YOUR GOAL | Identify every line in the rows below that contains the word "gray", and copy each of those lines.

Named object pointing entries:

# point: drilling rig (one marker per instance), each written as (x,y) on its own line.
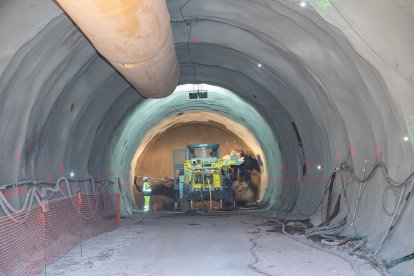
(200,174)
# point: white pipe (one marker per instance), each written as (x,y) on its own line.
(134,36)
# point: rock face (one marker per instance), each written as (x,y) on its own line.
(247,180)
(156,160)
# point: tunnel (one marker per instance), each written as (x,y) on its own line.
(320,93)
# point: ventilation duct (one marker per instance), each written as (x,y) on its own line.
(134,36)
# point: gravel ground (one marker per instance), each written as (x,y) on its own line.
(193,244)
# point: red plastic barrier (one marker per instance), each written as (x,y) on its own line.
(39,235)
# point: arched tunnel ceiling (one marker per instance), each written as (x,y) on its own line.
(348,89)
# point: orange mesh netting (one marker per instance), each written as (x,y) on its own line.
(51,221)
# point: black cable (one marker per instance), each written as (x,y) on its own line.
(322,200)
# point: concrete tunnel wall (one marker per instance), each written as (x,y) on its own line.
(347,85)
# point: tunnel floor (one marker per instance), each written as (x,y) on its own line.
(194,244)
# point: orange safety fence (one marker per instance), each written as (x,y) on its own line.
(51,222)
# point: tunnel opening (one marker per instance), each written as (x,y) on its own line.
(335,100)
(156,162)
(153,157)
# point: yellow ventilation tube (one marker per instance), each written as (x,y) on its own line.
(134,36)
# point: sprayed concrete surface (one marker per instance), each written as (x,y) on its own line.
(191,244)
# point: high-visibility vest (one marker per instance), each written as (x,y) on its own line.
(147,186)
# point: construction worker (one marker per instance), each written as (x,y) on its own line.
(147,193)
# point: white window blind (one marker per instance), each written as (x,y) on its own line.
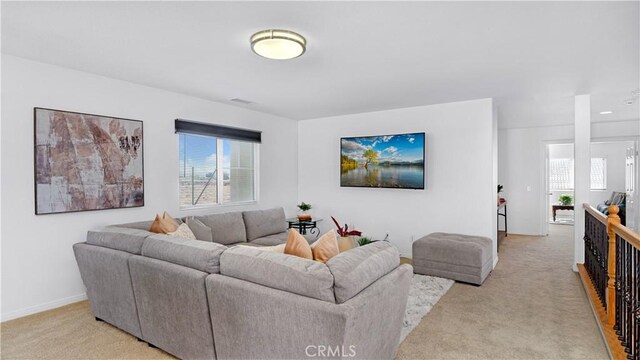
(598,174)
(215,170)
(561,174)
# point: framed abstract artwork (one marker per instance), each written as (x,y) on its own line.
(86,162)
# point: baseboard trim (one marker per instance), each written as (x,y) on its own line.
(42,307)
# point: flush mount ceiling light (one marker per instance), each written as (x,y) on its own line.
(278,44)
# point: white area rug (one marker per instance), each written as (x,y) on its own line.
(424,293)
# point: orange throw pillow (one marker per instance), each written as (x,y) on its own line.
(297,245)
(164,224)
(326,247)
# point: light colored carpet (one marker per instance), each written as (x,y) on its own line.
(531,307)
(424,293)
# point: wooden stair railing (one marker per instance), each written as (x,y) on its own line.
(611,277)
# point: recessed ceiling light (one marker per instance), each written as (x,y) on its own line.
(241,101)
(278,44)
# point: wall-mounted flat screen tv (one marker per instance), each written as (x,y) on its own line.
(385,161)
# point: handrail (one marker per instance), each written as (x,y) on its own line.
(627,235)
(604,264)
(597,214)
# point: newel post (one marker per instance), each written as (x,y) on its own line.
(611,266)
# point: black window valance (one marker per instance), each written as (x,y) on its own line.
(198,128)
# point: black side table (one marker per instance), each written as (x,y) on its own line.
(305,225)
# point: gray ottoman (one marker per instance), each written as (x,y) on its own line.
(453,256)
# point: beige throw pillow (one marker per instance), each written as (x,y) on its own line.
(297,245)
(325,247)
(183,231)
(164,224)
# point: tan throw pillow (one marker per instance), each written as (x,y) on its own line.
(169,220)
(164,224)
(326,247)
(297,245)
(183,231)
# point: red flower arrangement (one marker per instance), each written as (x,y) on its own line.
(344,231)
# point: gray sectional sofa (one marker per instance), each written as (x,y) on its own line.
(204,300)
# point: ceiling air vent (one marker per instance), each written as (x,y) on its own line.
(241,101)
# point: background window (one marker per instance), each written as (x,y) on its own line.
(215,171)
(561,174)
(598,174)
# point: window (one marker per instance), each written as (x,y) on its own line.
(598,174)
(561,174)
(215,170)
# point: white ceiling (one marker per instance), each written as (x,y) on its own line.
(532,57)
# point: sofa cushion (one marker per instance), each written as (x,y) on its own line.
(140,225)
(260,223)
(279,271)
(227,228)
(272,248)
(326,247)
(183,231)
(196,254)
(119,238)
(200,230)
(356,269)
(297,245)
(270,240)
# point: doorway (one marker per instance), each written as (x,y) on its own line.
(559,185)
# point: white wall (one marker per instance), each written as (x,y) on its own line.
(38,267)
(460,194)
(521,164)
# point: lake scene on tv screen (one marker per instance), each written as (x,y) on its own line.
(390,161)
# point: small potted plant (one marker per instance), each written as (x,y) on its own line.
(304,207)
(566,199)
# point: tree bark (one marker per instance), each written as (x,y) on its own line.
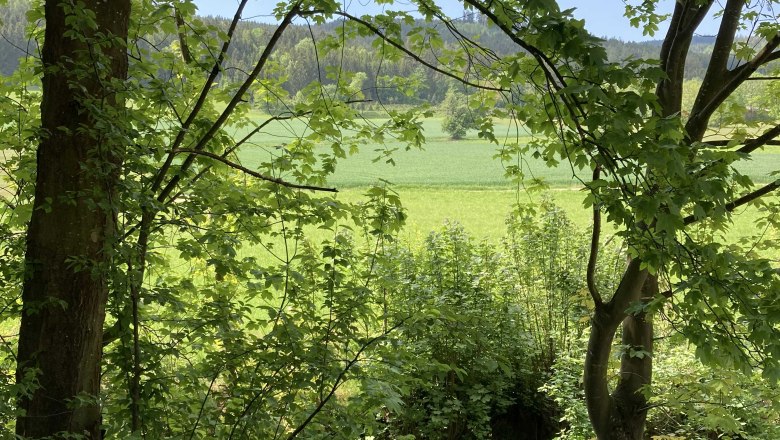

THE ANSWER |
# point: gray ottoman (one marker per instance), each written as (x,y) on its own line.
# point: gray sectional sofa (one marker per instance), each written as (x,y) on its own line.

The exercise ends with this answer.